§ RECORDS SUPPLIED:

++++++++

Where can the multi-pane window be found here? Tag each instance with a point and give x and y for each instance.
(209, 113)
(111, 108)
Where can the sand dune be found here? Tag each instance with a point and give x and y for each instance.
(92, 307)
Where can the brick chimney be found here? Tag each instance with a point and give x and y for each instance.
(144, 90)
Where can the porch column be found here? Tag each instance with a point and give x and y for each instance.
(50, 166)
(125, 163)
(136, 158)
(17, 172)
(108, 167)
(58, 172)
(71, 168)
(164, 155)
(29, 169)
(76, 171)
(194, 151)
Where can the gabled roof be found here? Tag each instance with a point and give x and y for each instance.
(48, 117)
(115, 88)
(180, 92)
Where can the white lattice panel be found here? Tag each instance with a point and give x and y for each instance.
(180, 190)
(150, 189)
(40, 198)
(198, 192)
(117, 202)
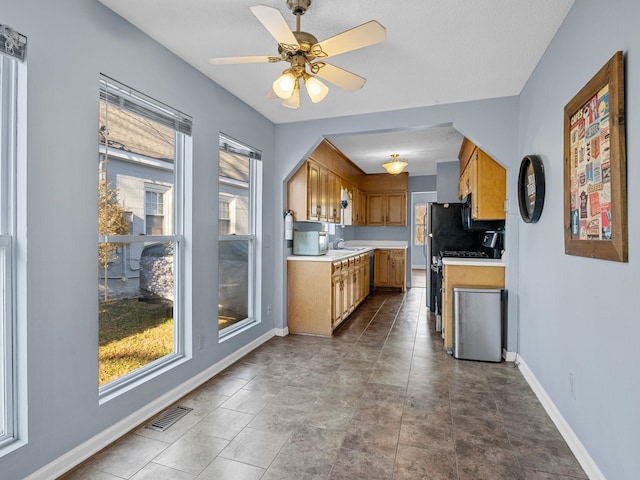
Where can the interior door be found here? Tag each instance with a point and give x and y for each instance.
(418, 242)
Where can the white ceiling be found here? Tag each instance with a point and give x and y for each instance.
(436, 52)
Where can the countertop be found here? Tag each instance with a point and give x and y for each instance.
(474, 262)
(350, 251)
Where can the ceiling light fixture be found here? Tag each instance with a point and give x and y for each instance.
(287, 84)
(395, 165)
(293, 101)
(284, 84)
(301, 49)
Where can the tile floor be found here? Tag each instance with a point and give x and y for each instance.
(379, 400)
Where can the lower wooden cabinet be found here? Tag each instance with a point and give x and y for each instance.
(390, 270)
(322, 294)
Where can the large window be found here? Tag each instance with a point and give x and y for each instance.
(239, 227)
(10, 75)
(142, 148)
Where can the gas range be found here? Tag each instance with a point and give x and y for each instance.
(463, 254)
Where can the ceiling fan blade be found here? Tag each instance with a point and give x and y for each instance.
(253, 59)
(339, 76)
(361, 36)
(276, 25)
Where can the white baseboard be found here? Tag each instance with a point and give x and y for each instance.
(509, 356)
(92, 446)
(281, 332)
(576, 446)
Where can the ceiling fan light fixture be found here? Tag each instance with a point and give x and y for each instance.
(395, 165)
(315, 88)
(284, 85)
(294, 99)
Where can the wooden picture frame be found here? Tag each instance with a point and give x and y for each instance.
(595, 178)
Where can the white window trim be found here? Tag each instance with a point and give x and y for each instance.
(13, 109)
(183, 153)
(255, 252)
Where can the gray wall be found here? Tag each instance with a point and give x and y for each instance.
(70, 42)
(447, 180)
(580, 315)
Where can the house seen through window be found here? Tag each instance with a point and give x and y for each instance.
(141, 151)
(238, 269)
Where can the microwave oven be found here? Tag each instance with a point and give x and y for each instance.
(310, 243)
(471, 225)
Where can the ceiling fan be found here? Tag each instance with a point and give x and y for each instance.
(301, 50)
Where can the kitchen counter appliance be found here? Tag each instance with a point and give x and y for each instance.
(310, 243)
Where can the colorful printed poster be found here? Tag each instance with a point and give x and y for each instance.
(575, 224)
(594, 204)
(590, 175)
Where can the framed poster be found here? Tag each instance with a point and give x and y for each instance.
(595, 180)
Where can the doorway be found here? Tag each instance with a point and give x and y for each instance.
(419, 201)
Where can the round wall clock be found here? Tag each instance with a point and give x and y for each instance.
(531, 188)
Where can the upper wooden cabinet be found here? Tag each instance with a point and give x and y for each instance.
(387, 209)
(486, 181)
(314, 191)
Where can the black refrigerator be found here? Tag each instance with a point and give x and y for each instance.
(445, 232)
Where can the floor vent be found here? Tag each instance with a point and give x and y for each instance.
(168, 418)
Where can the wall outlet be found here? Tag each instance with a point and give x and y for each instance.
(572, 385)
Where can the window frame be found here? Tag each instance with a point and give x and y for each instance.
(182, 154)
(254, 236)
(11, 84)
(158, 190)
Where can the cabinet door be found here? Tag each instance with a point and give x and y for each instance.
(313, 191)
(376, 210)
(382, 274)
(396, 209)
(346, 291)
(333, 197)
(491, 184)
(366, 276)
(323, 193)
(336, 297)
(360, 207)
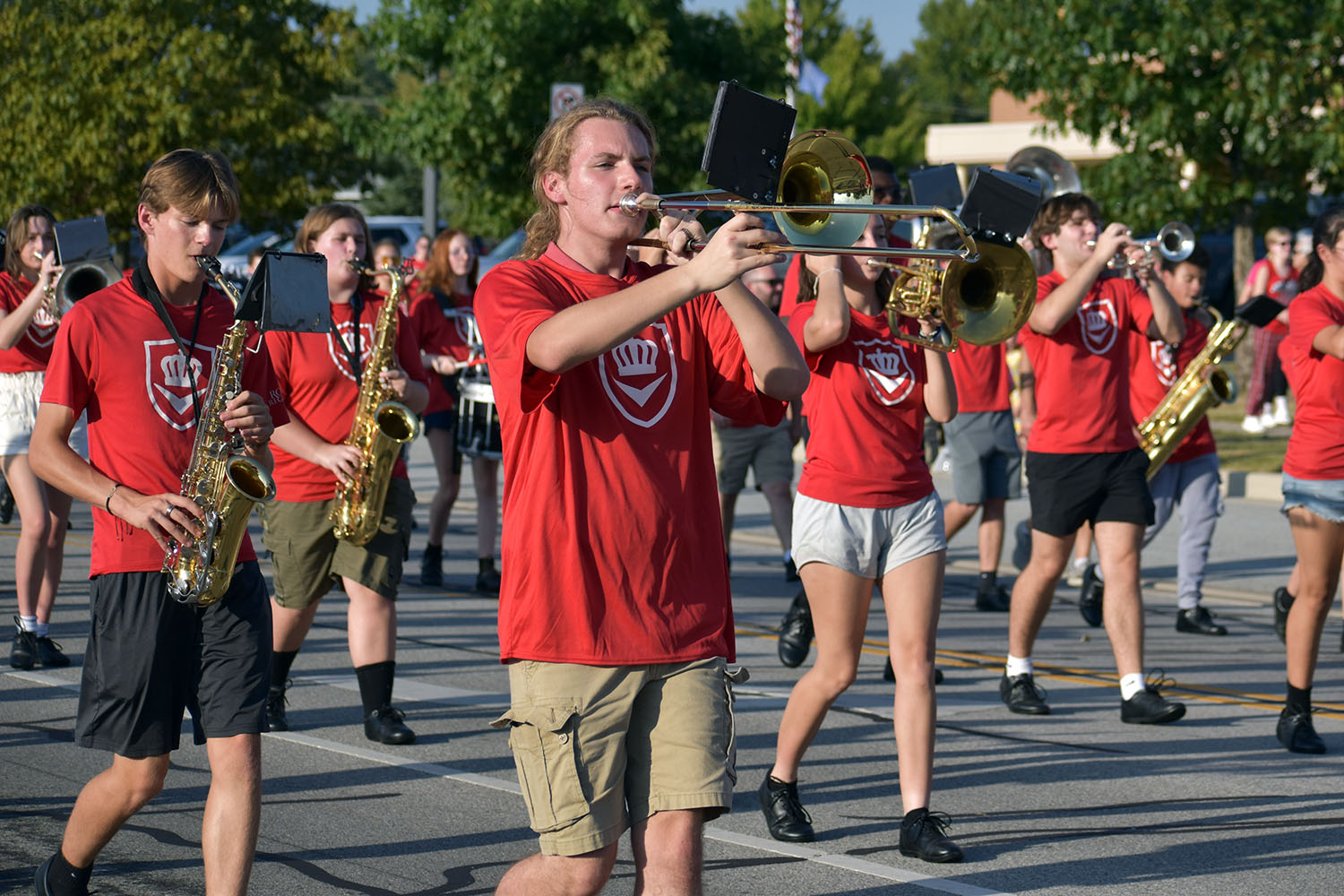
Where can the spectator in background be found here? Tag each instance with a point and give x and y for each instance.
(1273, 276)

++++++++

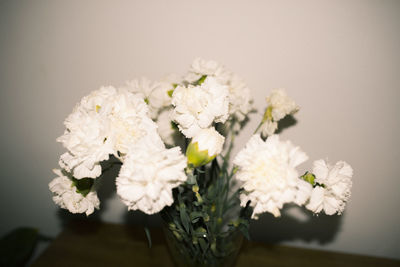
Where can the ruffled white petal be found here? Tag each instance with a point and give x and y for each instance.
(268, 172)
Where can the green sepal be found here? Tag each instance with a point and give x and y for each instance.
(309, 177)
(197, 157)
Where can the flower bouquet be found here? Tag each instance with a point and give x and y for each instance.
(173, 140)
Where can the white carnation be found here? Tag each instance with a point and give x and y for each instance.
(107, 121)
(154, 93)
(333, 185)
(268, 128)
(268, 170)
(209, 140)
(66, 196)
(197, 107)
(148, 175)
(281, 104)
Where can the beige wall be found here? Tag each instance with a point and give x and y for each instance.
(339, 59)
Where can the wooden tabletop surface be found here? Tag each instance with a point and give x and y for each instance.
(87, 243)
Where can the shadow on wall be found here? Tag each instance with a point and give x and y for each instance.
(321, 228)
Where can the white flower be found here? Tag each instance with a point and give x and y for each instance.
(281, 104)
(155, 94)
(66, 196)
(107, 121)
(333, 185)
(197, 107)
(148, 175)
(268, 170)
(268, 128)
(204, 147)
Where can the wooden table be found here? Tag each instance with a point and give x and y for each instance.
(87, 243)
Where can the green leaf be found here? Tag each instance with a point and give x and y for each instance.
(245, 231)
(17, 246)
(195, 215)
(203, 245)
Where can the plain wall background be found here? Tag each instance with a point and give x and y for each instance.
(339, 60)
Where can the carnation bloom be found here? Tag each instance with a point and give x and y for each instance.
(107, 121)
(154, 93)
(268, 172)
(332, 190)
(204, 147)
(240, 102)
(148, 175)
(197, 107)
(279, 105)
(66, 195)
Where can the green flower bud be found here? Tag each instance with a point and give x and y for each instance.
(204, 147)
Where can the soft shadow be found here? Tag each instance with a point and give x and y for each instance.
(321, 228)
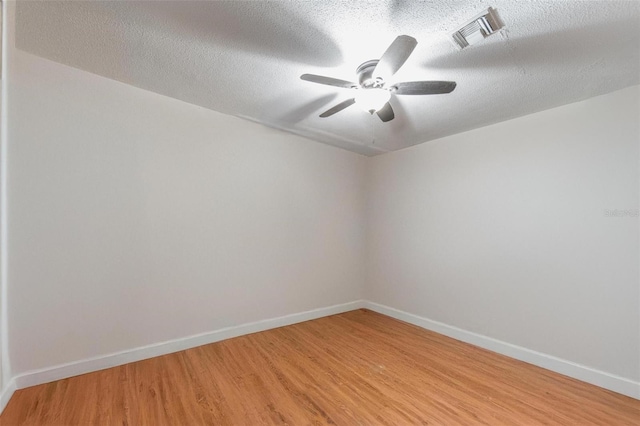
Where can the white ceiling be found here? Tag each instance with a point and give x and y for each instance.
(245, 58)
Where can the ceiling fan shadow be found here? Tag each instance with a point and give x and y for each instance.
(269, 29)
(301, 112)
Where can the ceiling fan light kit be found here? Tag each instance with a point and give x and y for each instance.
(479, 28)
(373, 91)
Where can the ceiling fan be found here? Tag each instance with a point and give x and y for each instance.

++++++++

§ CHALLENGE: Return every line of the material above that contains the word "poster", matching case exactly.

§ SOLUTION:
Where can the colorful printed poster be found here? Tag each instance with a point and give x and y for each instance.
Where can the framed poster be found here? Tag each instance with a point and give x and y for each instance.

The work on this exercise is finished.